TO DO
Output every entry verbatim.
[Opening PROVIDED RECORDS section]
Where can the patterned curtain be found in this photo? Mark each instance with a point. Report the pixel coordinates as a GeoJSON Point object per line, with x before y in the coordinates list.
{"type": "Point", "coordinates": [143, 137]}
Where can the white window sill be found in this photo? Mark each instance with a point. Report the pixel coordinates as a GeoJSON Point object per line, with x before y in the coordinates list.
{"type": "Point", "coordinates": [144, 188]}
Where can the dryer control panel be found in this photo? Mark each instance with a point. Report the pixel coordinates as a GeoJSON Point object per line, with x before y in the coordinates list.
[Closing PROVIDED RECORDS section]
OUTPUT BELOW
Where can the patterned curtain be found in this photo? Mark each instance with a point. Report the pixel coordinates as a GeoJSON Point object per line, with x before y in the coordinates list.
{"type": "Point", "coordinates": [143, 137]}
Where can the white window sill be found in this photo? Mark each instance with a point. Report the pixel coordinates as a GeoJSON Point object per line, with x before y in the coordinates list.
{"type": "Point", "coordinates": [144, 188]}
Where can the dryer control panel be found in this photo? Mark each instance with a point. Report the pixel coordinates as a GeoJSON Point object per line, with x before y in the coordinates list.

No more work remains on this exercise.